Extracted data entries
◆ ◆ ◆ ◆

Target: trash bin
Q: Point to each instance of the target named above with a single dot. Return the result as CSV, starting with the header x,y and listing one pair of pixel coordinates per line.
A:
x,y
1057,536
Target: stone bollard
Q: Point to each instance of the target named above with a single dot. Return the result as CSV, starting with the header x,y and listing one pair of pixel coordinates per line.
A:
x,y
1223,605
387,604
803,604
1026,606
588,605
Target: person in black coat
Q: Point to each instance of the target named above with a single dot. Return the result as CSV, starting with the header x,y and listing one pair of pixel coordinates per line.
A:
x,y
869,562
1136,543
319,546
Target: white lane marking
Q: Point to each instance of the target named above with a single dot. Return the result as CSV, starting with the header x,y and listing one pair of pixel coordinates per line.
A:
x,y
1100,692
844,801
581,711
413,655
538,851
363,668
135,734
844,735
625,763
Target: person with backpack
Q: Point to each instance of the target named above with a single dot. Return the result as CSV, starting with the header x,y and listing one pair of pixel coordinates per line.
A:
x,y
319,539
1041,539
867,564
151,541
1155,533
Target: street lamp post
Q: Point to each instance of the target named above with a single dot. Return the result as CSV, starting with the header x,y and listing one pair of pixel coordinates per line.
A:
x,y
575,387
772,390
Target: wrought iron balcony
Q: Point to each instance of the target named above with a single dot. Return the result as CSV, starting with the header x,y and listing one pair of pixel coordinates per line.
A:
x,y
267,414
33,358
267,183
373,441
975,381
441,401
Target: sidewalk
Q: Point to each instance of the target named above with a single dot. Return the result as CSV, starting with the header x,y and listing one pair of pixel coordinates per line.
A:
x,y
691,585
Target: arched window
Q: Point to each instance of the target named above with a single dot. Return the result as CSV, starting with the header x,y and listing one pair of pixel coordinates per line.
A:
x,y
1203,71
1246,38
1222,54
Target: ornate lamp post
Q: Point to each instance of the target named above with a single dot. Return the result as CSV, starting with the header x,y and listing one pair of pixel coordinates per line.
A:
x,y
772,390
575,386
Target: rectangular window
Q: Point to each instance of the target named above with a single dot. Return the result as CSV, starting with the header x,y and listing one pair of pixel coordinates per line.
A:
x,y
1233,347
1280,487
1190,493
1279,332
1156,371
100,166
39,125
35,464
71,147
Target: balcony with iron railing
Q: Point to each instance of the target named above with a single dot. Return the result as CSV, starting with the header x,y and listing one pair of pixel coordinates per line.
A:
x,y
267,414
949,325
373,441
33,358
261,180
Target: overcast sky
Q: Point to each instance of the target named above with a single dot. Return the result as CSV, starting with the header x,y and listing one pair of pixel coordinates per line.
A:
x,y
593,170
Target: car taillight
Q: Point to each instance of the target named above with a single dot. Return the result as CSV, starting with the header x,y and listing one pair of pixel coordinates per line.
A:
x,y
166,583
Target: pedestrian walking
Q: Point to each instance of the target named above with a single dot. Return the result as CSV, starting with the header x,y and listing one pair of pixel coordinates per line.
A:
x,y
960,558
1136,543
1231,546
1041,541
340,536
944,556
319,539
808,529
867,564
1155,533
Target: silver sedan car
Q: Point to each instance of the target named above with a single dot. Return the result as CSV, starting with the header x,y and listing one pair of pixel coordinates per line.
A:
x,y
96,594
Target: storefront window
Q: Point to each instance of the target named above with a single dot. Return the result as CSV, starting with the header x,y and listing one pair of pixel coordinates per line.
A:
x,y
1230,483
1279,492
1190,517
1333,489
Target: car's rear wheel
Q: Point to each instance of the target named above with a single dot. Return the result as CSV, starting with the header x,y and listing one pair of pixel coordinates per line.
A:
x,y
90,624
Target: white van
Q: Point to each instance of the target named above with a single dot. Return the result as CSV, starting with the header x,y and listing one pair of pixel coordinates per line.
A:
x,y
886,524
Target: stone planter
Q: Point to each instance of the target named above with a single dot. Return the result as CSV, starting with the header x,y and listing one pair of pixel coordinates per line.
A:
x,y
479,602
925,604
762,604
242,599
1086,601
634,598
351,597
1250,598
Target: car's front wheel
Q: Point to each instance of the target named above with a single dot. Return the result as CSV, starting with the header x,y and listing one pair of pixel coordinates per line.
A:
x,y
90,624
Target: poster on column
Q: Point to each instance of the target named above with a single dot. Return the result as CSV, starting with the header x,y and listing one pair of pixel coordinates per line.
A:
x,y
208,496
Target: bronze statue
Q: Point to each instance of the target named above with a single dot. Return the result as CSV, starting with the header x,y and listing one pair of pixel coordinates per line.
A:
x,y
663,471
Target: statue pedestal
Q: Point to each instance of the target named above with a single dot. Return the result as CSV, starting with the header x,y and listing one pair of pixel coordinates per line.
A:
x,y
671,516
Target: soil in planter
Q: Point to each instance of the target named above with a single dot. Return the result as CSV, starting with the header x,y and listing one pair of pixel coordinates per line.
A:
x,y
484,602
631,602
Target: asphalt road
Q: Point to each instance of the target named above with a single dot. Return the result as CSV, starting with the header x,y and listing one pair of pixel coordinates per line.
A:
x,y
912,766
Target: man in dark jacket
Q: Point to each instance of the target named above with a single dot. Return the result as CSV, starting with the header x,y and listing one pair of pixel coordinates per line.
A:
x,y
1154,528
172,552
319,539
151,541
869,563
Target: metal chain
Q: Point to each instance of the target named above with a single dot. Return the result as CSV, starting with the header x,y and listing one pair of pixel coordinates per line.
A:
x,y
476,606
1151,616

◆ ◆ ◆ ◆

:: The task ::
The data should be transcribed exactly, line for line.

:: Result of the exercise ::
Target: trash bin
Q: Point to each instance of the target named above with a single dot. Return the result as CSV, starting with the header x,y and listing one pair of pixel coordinates per line.
A:
x,y
1057,536
Target: stone bollard
Q: Point to each instance of the target named above with a single dot. Return the result as CSV, starting with the header x,y and listing one pair of pixel coordinates per line.
A:
x,y
1223,605
387,604
803,604
1026,606
588,605
Target: person in black coat
Q: Point to each instance of the target named above with a single dot. Return the result as CSV, starting with the header x,y and listing one pair of pixel coordinates per line.
A:
x,y
869,562
1136,543
319,546
Target: white lane marking
Q: Point to each instance of the target named above with a single dot. Return the result as CSV, starting with the header x,y and listing one pair of pixel coordinates per line.
A:
x,y
1100,692
844,801
581,711
413,655
538,851
363,668
135,734
844,735
625,763
Target: person with backpack
Q: Point to each instance of the target named above with a single dot. Return the result as CSV, starting with the header x,y and listing one pair of pixel coordinates per line.
A:
x,y
319,539
1041,539
867,564
151,541
1155,533
Target: street lamp post
Q: Point to each instance of the target named above with a single dot. Return the result as CSV, starting with the header x,y and listing one pair of pixel coordinates per line.
A:
x,y
575,387
772,390
Target: wrought iron balcony
Q: Point to each instance of the target named above with a single dot. Return the result as CSV, starting with the header x,y and listing one pair of pixel coordinates per line.
A:
x,y
267,414
33,358
267,183
373,441
975,381
441,401
Target: sidewalk
Q: Point to each instance of the target named above with a single dot. Return the result as CSV, starting with the header x,y and listing one pair of pixel coordinates per line.
A:
x,y
691,585
Target: arched window
Q: Point to each instance of the target named above with a single dot. Return the result as CSV, starting with the header x,y and listing one pair of pixel coordinates per line.
A:
x,y
1203,71
1246,38
1222,54
Target: ornate lamp post
Q: Point to each instance of the target named above with a single dot. Return the result as CSV, starting with the header x,y and listing one pair of pixel coordinates per line.
A:
x,y
772,390
575,386
Target: rectangular window
Q: Point to each instance of the target named above with a single dot. Return the result as CSV, starting with the header x,y and listing one pair of pixel coordinates per line.
A:
x,y
1233,347
1280,487
1190,493
1279,332
1156,371
100,166
39,125
35,464
71,147
Target: balcony with iron railing
Q: Point to each instance of the target named above with a single dot. Return the result as CSV, starting with the header x,y and listing one pair of pixel coordinates per line.
A:
x,y
267,414
949,325
373,441
33,358
261,180
Target: overcast sky
Q: Point to each instance of the target named above with a single dot. Return the result as CSV, starting with the header x,y and listing one pair of pixel coordinates per line.
A:
x,y
593,170
Target: car taillight
Q: Point to each instance of the target named above with a single dot. Return the result as CSV, starting with the header x,y and listing one pair of pixel coordinates per line.
A:
x,y
166,583
Target: pedestrian walking
Q: Point to each instance of the target named above with a single dot. Return the result as CSV, starting with the header x,y and listing one pair of pixel coordinates per line.
A:
x,y
960,558
1136,543
1231,546
1041,541
340,536
944,556
319,539
808,529
867,564
1155,533
Target: silver sedan car
Q: Point to each instance of the target named above with a single dot. Return the result as CSV, starting with the header x,y and listing one pair of pixel coordinates per line.
A:
x,y
96,594
Target: storefront window
Q: Point to each instance of the target named above with a single dot. Return the result as CSV, starting with the header x,y and listing one pair of pixel coordinates per line.
A:
x,y
1230,483
1279,492
1190,517
1333,489
Target: car's rear wheel
Q: Point to each instance of the target named above with a single dot. Return the result as CSV, starting with the header x,y and listing one pair of pixel coordinates per line.
A:
x,y
90,624
Target: white van
Q: Point to each instance of the target named above with a single dot. Return the result as CSV, starting with the header x,y and listing one pair of pixel coordinates per line.
A:
x,y
886,524
Target: stone planter
Q: Point to each instance of the target named above with a single dot. Return the result as CSV, starting with the header x,y and listing one pair of pixel coordinates per line.
A:
x,y
479,602
925,604
762,604
242,599
1086,601
634,598
351,597
1250,598
Target: car's front wheel
Q: Point to each instance of the target named above with a single dot. Return the result as CSV, starting with the header x,y and listing one pair of pixel coordinates per line.
A:
x,y
90,624
Target: poster on column
Q: Point to each instance of the target named above with a single dot. Return the result as CSV, starting with the header x,y and listing one pair of pixel coordinates per line.
A:
x,y
208,496
Target: bronze statue
Q: Point to each instance of the target named above with a single dot. Return the result as CSV, starting with the header x,y and listing one pair of pixel coordinates per line.
A:
x,y
663,471
Target: statue pedestal
Q: Point to each instance of the target named above with a single dot. Return the result as CSV, starting with the header x,y and listing one pair of pixel coordinates per line.
A:
x,y
671,516
Target: soil in planter
Q: Point to each instance of the target named above with a single dot. Return the result as CSV, starting with the header x,y and listing one pair of pixel coordinates per line.
A:
x,y
484,602
631,602
Target: asphalt road
Q: Point to each instance of the target named above with a single dot. Return the result as CSV, starting with the header x,y and listing one pair of pixel coordinates per line.
A:
x,y
912,766
Target: man in dark jacket
Q: Point to each instance of the target named above with a single dot. Return the result as CSV, starting with the header x,y and listing one pair of pixel coordinates per line.
A:
x,y
1154,528
172,552
319,539
151,541
869,563
Target: metal chain
Q: Point to each instance of the target named above with a single dot. Return the result as CSV, starting with the header x,y and listing one pair of pixel coordinates per line.
A:
x,y
476,606
1151,616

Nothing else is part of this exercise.